• **Task instructions**: Extract the plant breeding text from "Plant Breeding Employment" up to and including "security—remains at risk.", copying it word for word.

Transitions in Plant Breeding
Public plant breeding is multigenerational, yet leadership transitions risk loss of germplasm, data, and institutional knowledge. A national workshop identified best practices for documenting program value, organizing materials and data, planning personnel overlap, and strengthening institutional support. A cultural shift toward shared institutional ownership is essential to sustain programs across generations.

Plant Breeding Employment
A 2021 survey of U.S. universities found 477 plant breeding Ph.D. graduates from 2015–2020. Of these, 48% entered public-sector roles and 44% joined private industry, with 8% unemployed or unknown at graduation. Training is concentrated: 10 universities produced 60% of graduates, while many programs awarded few or none, highlighting uneven educational capacity.

Plant Breeding Capacity
A 2018 national survey of 278 U.S. public plant breeding programs found declining staffing, aging leadership, and tight budgets, with median annual funding of $150,000. Many programs reported constraints in hiring, infrastructure, and access to modern genotyping and data tools. Without sustained investment, public breeding capacity—and long-term food security—remains at risk.

• **Material shown**:

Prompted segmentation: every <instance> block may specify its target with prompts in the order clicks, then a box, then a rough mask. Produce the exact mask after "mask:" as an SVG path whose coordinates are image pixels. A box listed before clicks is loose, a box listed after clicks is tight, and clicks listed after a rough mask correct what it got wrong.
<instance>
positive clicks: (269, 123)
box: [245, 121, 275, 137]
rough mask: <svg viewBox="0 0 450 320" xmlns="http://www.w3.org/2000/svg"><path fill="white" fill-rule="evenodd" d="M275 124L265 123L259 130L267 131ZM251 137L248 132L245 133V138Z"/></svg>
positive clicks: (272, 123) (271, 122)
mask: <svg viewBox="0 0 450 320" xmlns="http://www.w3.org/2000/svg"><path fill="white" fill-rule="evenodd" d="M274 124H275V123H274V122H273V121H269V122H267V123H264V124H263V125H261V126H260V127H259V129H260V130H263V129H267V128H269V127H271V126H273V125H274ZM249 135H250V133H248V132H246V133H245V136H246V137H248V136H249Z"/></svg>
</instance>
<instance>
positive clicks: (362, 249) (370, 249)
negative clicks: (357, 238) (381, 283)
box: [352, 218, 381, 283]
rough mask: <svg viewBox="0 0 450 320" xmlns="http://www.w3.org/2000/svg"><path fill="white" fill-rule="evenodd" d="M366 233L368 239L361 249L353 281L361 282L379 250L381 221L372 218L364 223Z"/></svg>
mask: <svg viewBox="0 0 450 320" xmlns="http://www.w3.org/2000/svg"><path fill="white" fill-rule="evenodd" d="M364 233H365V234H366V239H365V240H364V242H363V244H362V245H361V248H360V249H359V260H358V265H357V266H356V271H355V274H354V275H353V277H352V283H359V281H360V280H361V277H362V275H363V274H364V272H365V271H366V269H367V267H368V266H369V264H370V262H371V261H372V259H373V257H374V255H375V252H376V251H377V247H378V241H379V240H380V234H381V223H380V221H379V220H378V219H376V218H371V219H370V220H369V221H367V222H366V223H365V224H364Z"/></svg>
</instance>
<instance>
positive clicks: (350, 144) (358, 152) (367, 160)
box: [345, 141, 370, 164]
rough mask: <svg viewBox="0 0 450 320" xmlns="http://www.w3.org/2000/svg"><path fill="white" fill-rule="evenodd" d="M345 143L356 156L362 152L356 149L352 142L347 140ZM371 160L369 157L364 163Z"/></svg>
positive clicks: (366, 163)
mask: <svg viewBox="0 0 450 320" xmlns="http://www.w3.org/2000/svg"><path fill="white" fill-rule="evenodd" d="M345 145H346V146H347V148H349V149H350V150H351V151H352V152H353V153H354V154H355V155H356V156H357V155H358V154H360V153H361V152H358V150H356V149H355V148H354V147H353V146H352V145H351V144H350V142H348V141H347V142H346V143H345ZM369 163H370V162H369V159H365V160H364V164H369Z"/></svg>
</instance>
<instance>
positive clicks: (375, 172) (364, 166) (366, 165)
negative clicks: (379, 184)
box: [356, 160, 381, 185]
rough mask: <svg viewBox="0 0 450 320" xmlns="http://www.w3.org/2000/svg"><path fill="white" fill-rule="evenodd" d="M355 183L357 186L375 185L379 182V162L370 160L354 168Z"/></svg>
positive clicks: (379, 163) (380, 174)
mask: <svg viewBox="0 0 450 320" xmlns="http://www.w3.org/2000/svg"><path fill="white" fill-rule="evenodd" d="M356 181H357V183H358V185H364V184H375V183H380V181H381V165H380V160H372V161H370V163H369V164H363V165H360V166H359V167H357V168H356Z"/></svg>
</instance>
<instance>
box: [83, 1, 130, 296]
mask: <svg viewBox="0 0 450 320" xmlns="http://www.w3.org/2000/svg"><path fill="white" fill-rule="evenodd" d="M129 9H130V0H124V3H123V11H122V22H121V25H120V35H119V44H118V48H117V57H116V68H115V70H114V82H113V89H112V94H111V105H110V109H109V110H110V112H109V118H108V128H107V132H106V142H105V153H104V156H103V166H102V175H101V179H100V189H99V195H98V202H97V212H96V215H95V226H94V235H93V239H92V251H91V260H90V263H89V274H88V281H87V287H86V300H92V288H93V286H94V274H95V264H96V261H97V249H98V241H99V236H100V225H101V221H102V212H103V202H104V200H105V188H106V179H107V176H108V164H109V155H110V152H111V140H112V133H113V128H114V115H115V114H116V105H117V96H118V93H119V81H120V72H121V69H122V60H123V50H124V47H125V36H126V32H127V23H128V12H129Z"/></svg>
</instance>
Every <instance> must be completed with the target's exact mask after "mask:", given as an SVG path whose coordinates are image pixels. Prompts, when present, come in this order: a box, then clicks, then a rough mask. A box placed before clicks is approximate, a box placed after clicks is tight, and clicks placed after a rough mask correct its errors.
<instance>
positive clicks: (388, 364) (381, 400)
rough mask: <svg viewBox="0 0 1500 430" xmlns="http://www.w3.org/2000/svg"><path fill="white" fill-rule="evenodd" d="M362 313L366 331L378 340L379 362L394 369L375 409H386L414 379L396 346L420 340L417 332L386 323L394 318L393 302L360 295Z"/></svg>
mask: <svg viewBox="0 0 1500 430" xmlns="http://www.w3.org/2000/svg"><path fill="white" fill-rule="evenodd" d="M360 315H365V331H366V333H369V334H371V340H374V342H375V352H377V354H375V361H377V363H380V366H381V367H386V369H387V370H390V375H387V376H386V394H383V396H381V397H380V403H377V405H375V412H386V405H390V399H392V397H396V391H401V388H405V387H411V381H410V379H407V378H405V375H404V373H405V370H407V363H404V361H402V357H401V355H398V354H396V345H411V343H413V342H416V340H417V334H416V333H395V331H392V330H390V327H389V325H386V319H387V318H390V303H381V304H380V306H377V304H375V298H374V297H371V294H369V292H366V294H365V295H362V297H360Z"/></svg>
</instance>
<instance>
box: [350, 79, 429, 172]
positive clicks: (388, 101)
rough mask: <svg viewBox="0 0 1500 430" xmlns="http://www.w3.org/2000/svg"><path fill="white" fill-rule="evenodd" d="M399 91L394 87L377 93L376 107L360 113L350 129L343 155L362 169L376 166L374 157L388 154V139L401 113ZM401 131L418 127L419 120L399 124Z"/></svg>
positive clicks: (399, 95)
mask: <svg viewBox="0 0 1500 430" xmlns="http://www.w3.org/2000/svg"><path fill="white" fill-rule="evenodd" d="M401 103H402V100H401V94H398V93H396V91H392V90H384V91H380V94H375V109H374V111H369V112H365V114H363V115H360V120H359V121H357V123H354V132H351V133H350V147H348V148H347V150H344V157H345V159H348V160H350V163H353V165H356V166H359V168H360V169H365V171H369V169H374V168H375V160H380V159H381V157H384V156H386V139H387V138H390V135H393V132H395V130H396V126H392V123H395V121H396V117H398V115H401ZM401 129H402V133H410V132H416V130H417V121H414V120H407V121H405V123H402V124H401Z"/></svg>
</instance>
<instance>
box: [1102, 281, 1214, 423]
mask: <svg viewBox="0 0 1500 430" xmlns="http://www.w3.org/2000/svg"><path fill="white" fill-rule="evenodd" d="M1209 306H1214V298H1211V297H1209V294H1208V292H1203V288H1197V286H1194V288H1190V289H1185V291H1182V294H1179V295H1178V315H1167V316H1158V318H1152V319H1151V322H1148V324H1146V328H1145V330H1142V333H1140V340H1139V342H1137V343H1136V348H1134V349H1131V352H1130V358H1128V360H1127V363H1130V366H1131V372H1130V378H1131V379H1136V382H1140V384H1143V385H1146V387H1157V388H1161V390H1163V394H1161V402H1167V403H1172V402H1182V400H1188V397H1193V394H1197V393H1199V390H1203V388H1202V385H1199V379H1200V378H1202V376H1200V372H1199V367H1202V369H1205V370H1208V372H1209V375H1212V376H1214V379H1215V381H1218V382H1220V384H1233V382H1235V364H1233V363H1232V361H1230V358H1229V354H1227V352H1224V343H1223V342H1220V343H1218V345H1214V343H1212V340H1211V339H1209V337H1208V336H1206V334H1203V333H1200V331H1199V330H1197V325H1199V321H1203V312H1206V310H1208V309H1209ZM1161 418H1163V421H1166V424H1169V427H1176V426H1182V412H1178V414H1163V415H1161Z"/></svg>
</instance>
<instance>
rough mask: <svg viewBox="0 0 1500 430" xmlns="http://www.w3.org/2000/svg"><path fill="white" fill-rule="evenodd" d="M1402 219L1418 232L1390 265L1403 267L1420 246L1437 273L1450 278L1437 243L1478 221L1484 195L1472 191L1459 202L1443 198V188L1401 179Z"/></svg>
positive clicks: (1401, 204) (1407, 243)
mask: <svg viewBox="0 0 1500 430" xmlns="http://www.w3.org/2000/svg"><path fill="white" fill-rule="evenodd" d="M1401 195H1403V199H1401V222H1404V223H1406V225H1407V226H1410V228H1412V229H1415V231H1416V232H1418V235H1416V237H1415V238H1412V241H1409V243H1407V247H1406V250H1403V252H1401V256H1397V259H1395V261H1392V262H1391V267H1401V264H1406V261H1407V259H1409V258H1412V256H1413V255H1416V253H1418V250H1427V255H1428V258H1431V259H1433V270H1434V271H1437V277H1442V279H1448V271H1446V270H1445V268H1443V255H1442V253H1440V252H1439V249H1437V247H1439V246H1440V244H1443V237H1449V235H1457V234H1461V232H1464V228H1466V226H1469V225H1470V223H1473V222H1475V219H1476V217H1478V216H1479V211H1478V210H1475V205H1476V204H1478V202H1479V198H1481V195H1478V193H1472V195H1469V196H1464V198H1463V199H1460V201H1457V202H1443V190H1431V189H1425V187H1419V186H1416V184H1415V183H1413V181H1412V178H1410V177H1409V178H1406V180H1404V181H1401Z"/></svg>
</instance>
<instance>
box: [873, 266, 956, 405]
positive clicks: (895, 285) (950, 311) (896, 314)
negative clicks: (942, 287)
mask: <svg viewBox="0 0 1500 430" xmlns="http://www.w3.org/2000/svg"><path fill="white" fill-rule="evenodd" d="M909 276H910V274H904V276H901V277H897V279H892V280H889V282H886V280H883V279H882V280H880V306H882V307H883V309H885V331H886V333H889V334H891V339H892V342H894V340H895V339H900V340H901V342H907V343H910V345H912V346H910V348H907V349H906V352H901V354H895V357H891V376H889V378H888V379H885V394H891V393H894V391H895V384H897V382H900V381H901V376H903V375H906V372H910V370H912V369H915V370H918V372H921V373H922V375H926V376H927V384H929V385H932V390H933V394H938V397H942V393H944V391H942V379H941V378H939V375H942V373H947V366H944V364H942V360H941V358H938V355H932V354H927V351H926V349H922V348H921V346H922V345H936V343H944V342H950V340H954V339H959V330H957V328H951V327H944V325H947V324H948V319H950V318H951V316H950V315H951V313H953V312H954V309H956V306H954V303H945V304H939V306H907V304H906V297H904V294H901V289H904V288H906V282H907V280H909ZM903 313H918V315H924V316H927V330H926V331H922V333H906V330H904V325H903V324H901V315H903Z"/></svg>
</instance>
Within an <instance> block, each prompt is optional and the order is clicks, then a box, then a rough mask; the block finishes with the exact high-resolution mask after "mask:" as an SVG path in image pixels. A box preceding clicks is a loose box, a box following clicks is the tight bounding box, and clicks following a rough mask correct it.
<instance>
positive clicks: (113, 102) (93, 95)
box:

• **Response**:
Plant Breeding Employment
A 2021 survey of U.S. universities found 477 plant breeding Ph.D. graduates from 2015–2020. Of these, 48% entered public-sector roles and 44% joined private industry, with 8% unemployed or unknown at graduation. Training is concentrated: 10 universities produced 60% of graduates, while many programs awarded few or none, highlighting uneven educational capacity.

Plant Breeding Capacity
A 2018 national survey of 278 U.S. public plant breeding programs found declining staffing, aging leadership, and tight budgets, with median annual funding of $150,000. Many programs reported constraints in hiring, infrastructure, and access to modern genotyping and data tools. Without sustained investment, public breeding capacity—and long-term food security—remains at risk.